(Data extracts):
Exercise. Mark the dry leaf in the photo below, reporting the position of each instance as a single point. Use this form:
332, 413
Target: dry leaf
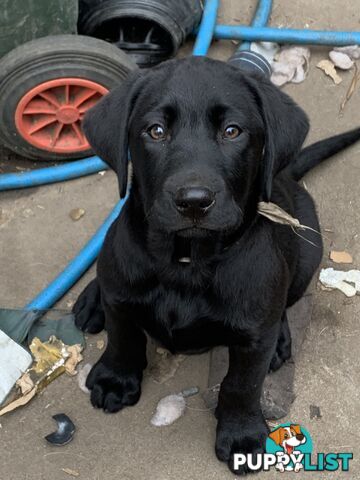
73, 473
25, 383
76, 214
74, 359
51, 359
329, 68
340, 257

(Work required): Write out the whole listing again, exactly, with no pictures.

(Exercise result):
Exercise. Mark the dry leaf in the photo below, reporting the position of each instance as a single point. Use this form:
332, 413
Target: dry leaf
73, 473
25, 383
76, 214
74, 359
51, 359
329, 68
340, 257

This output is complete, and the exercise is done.